> [DATA SUPPLIED]
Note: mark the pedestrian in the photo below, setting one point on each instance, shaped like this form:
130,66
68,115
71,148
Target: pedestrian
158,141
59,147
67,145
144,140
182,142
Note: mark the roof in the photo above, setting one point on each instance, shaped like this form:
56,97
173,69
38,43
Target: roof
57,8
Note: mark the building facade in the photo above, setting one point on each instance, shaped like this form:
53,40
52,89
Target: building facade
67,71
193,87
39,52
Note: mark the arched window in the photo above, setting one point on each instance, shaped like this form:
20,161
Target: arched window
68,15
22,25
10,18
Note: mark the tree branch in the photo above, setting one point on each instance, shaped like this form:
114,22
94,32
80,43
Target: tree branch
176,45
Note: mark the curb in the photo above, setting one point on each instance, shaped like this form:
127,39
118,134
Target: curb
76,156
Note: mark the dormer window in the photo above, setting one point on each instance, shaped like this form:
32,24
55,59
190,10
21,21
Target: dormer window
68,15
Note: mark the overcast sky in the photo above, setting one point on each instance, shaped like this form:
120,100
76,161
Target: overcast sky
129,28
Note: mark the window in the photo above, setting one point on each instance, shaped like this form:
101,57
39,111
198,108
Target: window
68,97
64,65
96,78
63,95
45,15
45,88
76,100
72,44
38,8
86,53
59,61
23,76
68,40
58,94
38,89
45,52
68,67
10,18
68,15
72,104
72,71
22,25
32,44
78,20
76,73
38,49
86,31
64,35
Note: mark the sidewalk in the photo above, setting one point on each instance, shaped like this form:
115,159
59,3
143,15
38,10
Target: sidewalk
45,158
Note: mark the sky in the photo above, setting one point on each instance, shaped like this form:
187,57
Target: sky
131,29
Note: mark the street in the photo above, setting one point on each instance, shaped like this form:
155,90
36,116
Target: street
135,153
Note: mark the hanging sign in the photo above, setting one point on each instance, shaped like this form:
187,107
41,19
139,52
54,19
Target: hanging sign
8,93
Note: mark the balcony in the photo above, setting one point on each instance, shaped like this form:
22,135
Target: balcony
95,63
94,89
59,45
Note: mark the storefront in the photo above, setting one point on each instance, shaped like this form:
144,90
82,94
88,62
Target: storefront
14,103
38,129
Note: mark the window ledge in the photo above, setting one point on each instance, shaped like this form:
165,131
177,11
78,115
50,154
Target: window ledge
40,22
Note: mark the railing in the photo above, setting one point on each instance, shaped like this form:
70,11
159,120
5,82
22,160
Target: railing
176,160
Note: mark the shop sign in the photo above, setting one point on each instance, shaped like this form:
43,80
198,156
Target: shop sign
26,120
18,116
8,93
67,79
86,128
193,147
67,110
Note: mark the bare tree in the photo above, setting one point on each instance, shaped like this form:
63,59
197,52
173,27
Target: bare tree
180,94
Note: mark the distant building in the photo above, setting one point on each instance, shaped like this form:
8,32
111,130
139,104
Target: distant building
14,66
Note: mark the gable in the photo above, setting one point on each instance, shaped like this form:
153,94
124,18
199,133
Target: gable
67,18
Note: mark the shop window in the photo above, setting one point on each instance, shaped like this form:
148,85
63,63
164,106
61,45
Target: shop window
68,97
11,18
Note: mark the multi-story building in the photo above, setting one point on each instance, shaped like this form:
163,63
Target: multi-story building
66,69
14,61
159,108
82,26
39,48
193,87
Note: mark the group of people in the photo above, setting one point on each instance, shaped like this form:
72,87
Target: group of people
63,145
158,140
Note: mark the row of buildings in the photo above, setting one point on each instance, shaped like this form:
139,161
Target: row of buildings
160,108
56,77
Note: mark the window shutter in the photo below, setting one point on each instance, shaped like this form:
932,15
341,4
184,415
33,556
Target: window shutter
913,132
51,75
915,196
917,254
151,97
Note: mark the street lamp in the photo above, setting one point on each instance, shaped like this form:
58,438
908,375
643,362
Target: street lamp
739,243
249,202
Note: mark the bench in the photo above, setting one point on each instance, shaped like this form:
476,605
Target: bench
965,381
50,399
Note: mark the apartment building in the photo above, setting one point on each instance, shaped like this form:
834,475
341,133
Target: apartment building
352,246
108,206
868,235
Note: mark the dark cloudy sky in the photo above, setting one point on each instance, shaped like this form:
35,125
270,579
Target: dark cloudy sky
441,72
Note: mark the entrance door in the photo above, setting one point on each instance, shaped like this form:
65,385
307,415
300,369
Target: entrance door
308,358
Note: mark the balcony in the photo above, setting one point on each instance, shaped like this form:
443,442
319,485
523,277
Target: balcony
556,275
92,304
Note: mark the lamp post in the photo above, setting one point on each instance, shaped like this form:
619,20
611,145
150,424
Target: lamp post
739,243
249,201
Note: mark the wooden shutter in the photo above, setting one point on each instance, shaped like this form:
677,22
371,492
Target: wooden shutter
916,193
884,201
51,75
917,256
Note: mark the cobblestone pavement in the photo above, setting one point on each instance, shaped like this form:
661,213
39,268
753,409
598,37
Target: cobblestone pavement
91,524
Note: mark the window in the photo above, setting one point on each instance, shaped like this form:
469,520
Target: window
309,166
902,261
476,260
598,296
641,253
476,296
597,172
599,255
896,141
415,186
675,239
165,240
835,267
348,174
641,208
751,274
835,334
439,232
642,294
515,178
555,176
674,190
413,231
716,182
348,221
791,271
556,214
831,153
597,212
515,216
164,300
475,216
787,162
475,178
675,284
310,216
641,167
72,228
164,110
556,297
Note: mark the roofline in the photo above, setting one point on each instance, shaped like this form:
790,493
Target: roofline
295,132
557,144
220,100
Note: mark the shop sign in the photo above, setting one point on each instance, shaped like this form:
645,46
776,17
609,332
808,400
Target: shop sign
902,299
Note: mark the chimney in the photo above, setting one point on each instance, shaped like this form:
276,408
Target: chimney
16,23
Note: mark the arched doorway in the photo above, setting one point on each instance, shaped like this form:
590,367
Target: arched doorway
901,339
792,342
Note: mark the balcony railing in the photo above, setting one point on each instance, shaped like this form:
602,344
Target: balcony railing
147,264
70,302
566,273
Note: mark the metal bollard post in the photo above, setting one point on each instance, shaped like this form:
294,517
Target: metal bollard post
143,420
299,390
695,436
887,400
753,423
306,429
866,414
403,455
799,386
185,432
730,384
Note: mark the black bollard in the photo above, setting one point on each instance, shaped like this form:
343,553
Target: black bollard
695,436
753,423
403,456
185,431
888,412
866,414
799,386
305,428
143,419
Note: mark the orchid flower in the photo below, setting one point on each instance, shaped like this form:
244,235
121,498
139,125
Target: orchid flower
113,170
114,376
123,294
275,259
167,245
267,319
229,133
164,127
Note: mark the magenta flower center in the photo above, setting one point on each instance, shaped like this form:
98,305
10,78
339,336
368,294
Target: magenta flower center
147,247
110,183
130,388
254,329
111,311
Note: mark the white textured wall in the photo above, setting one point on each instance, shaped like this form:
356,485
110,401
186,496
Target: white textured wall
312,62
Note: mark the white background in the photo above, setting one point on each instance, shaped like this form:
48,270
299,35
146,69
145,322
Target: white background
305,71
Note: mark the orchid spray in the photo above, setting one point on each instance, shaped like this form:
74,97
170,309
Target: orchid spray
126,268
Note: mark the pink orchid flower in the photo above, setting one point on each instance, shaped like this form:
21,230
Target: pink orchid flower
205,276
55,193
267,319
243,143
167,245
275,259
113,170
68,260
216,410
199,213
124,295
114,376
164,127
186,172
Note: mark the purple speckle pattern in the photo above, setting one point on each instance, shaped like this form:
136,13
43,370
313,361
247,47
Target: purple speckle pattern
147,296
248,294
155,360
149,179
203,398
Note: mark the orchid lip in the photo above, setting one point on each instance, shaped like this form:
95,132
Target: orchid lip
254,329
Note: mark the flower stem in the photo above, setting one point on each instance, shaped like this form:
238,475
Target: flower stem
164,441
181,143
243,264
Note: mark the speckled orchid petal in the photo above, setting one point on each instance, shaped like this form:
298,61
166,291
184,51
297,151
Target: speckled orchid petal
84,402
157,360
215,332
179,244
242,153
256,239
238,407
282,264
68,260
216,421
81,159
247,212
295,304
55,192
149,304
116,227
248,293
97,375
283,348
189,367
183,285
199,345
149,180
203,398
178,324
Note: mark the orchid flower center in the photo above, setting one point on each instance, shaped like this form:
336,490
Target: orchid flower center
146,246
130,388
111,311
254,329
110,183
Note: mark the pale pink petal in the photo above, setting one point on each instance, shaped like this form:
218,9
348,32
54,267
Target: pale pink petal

> [TO DO] Among the entries above, identify all lines with "pale" and copy them.

> [ANSWER FOR THE TASK]
Note: mark the pale pink petal in the photo above, setting one point on each instance, shaped like this form:
Target: pale pink petal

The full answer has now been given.